Rows of bounding box annotation data

==========

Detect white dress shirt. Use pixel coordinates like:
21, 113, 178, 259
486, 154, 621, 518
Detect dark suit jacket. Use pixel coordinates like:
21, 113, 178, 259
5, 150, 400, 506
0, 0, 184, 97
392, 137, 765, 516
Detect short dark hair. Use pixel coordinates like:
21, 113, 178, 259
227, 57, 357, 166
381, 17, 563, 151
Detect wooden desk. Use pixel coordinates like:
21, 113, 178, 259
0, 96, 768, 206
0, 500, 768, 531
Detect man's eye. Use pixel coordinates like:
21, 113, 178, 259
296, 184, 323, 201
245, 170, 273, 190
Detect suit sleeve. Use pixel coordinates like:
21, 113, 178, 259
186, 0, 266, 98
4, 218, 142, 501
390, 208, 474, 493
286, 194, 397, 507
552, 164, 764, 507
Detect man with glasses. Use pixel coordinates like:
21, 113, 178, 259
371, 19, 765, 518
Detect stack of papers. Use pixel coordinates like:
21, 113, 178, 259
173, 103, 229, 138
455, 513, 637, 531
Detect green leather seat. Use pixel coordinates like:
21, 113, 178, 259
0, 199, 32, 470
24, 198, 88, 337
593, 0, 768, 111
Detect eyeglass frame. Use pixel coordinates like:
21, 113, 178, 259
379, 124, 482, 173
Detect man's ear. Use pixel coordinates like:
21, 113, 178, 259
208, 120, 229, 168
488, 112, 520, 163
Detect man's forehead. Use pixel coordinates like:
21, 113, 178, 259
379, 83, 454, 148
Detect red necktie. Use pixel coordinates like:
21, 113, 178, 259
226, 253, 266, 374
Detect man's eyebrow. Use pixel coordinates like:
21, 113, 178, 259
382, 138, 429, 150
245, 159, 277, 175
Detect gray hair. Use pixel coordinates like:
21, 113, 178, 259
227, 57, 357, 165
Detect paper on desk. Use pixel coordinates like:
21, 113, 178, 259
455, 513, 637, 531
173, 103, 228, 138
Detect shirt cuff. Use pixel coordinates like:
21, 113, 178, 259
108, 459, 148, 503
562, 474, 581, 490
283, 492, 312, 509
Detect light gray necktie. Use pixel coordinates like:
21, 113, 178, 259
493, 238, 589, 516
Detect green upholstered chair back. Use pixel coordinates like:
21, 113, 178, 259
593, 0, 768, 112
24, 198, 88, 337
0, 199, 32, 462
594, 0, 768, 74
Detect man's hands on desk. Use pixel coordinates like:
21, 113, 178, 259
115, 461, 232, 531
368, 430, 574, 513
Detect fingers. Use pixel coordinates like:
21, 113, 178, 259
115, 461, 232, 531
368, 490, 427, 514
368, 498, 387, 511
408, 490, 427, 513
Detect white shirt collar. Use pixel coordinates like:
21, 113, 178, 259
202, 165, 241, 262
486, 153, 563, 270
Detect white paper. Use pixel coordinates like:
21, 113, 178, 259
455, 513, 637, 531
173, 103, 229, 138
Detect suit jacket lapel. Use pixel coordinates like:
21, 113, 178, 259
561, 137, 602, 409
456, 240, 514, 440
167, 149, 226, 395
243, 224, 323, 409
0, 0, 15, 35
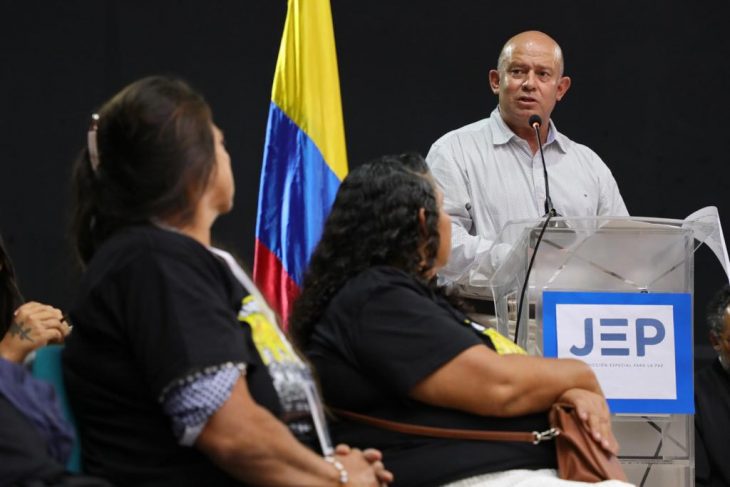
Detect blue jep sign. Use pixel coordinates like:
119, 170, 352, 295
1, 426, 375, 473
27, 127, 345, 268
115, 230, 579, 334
543, 291, 694, 414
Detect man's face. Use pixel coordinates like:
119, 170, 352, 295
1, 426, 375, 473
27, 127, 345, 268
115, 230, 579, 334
489, 36, 570, 131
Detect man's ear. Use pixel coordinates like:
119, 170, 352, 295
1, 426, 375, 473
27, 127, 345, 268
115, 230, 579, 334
710, 331, 720, 353
489, 69, 500, 95
555, 76, 572, 101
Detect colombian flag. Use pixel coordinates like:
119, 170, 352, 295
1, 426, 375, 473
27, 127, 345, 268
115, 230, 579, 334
254, 0, 347, 330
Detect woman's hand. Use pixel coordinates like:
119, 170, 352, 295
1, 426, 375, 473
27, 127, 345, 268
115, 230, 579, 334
558, 389, 618, 454
0, 301, 71, 363
335, 443, 393, 486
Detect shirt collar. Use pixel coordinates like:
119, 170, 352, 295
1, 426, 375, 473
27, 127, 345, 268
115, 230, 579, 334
490, 106, 567, 153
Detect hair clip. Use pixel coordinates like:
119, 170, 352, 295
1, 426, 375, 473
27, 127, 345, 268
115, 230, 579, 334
87, 113, 99, 172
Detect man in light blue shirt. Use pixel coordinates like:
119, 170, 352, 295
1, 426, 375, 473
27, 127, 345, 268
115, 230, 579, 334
427, 31, 628, 285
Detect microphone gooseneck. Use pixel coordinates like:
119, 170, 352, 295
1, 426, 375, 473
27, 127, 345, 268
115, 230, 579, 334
528, 114, 555, 216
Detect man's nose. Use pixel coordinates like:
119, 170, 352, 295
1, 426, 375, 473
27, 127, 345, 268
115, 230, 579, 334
522, 71, 535, 91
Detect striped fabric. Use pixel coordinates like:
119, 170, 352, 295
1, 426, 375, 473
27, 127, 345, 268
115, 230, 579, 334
254, 0, 347, 330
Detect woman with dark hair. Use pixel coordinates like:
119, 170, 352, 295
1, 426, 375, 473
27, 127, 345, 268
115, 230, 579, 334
0, 238, 95, 485
64, 77, 391, 486
290, 154, 622, 487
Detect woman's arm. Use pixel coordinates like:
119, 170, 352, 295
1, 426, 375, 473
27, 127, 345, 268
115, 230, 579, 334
196, 379, 391, 487
410, 345, 617, 451
0, 301, 71, 363
411, 345, 602, 417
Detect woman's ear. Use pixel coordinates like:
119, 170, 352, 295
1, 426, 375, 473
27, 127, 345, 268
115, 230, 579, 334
418, 208, 428, 236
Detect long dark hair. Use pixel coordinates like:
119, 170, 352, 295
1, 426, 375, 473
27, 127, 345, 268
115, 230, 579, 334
72, 76, 215, 263
289, 153, 439, 350
0, 237, 23, 340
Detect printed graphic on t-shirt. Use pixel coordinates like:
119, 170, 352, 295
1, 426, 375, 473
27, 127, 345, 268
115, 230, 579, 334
467, 320, 527, 355
238, 296, 314, 443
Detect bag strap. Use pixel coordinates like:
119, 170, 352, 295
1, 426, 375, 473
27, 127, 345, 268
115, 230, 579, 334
329, 407, 559, 445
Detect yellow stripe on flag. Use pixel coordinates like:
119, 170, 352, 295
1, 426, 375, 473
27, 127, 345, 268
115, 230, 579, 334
271, 0, 347, 181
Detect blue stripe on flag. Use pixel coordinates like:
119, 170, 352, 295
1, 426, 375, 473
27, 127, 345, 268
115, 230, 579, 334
256, 102, 340, 286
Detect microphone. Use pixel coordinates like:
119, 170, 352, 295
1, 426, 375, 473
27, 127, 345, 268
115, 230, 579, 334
527, 113, 557, 216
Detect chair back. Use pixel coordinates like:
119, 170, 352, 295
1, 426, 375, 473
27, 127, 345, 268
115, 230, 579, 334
32, 345, 81, 473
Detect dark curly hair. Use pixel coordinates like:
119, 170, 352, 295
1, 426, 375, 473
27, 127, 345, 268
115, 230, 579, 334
72, 76, 215, 263
289, 153, 439, 350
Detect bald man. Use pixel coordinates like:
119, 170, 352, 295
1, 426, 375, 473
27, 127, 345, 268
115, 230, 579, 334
427, 31, 628, 294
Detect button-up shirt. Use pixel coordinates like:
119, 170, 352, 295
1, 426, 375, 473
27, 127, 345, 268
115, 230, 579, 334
426, 108, 628, 284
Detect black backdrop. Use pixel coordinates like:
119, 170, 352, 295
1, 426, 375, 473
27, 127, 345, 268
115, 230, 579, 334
0, 0, 730, 358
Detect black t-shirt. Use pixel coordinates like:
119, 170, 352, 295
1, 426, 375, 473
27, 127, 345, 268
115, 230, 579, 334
63, 226, 302, 486
306, 267, 555, 487
695, 360, 730, 487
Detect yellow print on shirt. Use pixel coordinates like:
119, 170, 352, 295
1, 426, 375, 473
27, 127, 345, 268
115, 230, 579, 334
482, 328, 527, 355
238, 296, 298, 366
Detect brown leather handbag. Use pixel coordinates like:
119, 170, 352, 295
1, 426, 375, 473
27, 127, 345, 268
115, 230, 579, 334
330, 403, 626, 482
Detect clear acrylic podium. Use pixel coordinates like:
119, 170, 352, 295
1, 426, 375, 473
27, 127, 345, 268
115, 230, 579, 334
469, 217, 721, 487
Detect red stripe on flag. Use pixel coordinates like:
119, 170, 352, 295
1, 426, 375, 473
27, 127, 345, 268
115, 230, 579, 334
253, 239, 299, 330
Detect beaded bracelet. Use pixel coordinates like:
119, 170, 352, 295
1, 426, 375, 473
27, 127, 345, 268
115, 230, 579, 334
324, 457, 350, 485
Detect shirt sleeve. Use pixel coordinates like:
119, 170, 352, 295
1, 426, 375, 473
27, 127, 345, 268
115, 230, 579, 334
426, 142, 498, 285
118, 249, 256, 397
162, 363, 246, 446
591, 151, 629, 216
349, 284, 483, 398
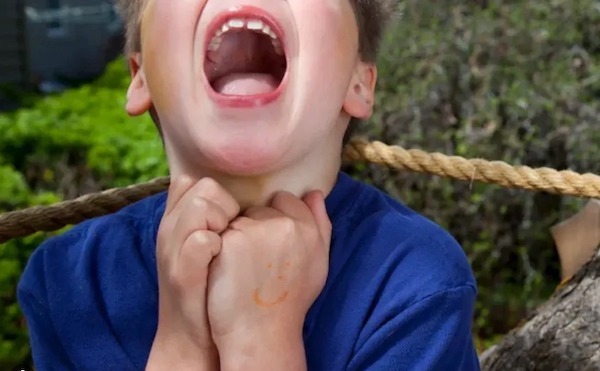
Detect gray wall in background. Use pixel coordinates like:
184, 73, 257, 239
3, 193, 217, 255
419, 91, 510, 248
24, 0, 122, 82
0, 0, 28, 85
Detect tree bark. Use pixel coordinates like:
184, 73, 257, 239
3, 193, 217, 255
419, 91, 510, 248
480, 250, 600, 371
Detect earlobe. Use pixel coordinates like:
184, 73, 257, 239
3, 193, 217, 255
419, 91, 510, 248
344, 62, 377, 120
125, 53, 152, 116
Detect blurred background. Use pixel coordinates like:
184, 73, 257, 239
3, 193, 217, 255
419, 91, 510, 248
0, 0, 600, 370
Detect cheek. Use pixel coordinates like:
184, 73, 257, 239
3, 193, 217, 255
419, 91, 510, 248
296, 0, 358, 88
142, 0, 206, 109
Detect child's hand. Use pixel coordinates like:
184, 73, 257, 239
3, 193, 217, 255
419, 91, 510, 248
149, 177, 239, 369
208, 192, 331, 369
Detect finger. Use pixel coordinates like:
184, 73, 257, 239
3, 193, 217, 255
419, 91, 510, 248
244, 206, 284, 220
270, 192, 312, 221
302, 191, 332, 247
165, 175, 195, 215
169, 231, 222, 293
173, 178, 240, 220
172, 197, 229, 250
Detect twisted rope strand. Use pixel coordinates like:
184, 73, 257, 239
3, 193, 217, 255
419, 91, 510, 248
0, 139, 600, 243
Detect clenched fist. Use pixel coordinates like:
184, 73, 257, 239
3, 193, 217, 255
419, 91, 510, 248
148, 177, 239, 370
208, 192, 331, 370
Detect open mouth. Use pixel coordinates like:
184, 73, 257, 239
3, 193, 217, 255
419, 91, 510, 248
204, 12, 287, 104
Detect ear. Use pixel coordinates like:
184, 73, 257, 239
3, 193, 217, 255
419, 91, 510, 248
125, 53, 152, 116
344, 61, 377, 120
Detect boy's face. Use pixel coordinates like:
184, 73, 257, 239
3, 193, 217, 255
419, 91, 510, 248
127, 0, 376, 175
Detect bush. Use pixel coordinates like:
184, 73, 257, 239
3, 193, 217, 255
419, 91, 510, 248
349, 0, 600, 346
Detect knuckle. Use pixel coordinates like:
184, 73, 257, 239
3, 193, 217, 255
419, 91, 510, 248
192, 196, 209, 212
198, 177, 221, 195
275, 217, 296, 235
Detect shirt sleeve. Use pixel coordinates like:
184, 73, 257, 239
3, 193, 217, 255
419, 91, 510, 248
17, 244, 74, 370
348, 285, 480, 371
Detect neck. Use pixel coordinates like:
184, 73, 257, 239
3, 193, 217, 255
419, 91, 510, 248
170, 143, 341, 210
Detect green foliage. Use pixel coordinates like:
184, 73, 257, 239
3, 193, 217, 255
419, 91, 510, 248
350, 0, 600, 343
0, 60, 167, 370
0, 0, 600, 369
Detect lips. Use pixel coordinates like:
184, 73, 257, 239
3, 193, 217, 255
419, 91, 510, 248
204, 6, 288, 107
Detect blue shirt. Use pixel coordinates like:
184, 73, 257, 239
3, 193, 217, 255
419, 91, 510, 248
18, 173, 479, 371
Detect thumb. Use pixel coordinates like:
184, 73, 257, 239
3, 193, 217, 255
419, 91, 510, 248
302, 191, 331, 249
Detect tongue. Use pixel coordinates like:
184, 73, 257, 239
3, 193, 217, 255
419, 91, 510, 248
213, 73, 278, 96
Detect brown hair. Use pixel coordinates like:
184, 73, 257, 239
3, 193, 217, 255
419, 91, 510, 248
117, 0, 397, 62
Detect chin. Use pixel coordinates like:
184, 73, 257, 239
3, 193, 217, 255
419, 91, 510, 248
203, 140, 285, 176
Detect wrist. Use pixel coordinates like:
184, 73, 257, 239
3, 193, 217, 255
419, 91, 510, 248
215, 328, 307, 371
146, 334, 219, 371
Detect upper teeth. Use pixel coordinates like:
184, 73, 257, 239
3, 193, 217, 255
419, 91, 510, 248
208, 18, 283, 55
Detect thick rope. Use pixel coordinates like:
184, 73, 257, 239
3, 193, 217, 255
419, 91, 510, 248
0, 139, 600, 243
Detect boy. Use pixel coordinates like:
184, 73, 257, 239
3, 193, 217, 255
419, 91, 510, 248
19, 0, 478, 370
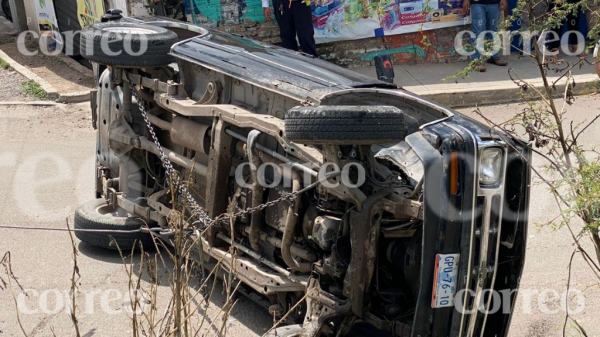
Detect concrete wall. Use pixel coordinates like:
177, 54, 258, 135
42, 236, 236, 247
216, 20, 466, 67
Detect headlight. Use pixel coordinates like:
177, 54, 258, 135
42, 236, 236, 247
479, 148, 502, 185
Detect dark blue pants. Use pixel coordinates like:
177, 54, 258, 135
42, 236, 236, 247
273, 0, 317, 57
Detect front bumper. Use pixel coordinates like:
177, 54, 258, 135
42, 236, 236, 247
407, 117, 531, 337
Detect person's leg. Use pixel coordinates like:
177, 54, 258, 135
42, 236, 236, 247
273, 0, 298, 51
485, 4, 508, 66
584, 1, 600, 30
291, 0, 317, 57
567, 12, 585, 56
471, 4, 486, 61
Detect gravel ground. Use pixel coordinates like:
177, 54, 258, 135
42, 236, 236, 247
0, 68, 34, 102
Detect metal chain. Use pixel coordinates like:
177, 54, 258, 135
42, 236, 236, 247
126, 73, 213, 227
126, 73, 302, 229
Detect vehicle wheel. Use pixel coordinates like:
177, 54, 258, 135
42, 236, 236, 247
74, 199, 157, 251
285, 105, 409, 144
264, 324, 302, 337
2, 0, 12, 22
80, 22, 177, 68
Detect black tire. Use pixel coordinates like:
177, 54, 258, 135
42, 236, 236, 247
285, 105, 408, 144
265, 324, 302, 337
80, 22, 177, 68
74, 199, 157, 252
2, 0, 12, 22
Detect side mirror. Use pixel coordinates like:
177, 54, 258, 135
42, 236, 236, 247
100, 9, 123, 22
375, 55, 395, 84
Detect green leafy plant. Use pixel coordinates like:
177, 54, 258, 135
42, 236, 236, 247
0, 58, 12, 70
21, 80, 48, 100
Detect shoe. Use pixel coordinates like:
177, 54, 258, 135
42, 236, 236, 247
488, 57, 508, 67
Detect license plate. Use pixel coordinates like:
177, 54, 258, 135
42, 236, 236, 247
431, 254, 460, 308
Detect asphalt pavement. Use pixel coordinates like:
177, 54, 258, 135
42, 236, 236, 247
0, 96, 600, 337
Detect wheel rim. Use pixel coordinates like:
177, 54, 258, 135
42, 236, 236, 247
95, 201, 126, 218
103, 26, 158, 35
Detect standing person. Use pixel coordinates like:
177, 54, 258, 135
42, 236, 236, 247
463, 0, 508, 72
546, 0, 587, 59
262, 0, 317, 57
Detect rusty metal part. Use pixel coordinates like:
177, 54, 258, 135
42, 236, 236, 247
281, 171, 312, 273
117, 195, 167, 228
148, 111, 171, 131
244, 227, 317, 262
205, 120, 235, 245
197, 81, 223, 104
212, 233, 306, 286
311, 215, 342, 251
154, 92, 323, 165
247, 130, 264, 254
225, 129, 318, 177
300, 278, 351, 337
147, 113, 211, 154
136, 137, 208, 176
148, 189, 172, 217
170, 116, 210, 154
344, 190, 392, 318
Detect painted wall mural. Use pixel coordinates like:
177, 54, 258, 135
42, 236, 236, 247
185, 0, 471, 43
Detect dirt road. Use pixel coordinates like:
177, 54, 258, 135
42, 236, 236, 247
0, 93, 600, 337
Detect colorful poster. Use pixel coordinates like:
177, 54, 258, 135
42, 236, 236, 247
34, 0, 63, 50
77, 0, 104, 28
311, 0, 471, 43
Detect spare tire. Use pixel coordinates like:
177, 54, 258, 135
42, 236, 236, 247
74, 199, 157, 251
80, 22, 177, 68
285, 105, 409, 145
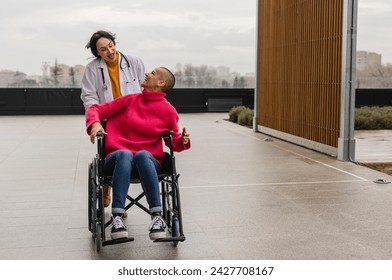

==========

_YOUR GOAL_:
Recast the lines from the one containing "Detect woman with" down to the one containing "238, 296, 314, 443", both included, as a JSON list of strings with one string per line and blank lines left out.

_RESPONSE_:
[
  "Detect woman with dark hair. Use pixel coordinates like:",
  "119, 170, 352, 295",
  "1, 426, 375, 473",
  "27, 127, 345, 268",
  "115, 230, 579, 334",
  "0, 238, 95, 485",
  "64, 77, 391, 486",
  "290, 154, 622, 487",
  "Detect woman's arm. Use pixel coordinates like:",
  "119, 170, 352, 295",
  "1, 426, 375, 473",
  "27, 127, 345, 268",
  "115, 230, 579, 334",
  "196, 379, 391, 487",
  "410, 345, 617, 451",
  "0, 301, 71, 363",
  "411, 345, 602, 417",
  "Detect woman's ear. Use pixel coordinates like:",
  "119, 170, 352, 295",
  "1, 426, 375, 473",
  "27, 127, 345, 268",
  "115, 230, 579, 334",
  "418, 208, 428, 236",
  "Detect long dark hair. Use pixel coordinates like:",
  "119, 170, 352, 295",
  "1, 426, 375, 473",
  "27, 127, 345, 268",
  "115, 230, 579, 334",
  "72, 76, 215, 263",
  "289, 153, 439, 350",
  "0, 237, 23, 340",
  "Detect printed graphic on t-shirt. Use pixel coordinates like:",
  "119, 170, 352, 295",
  "1, 426, 375, 473",
  "27, 127, 345, 268",
  "115, 230, 579, 334",
  "467, 320, 527, 355",
  "238, 296, 314, 443"
]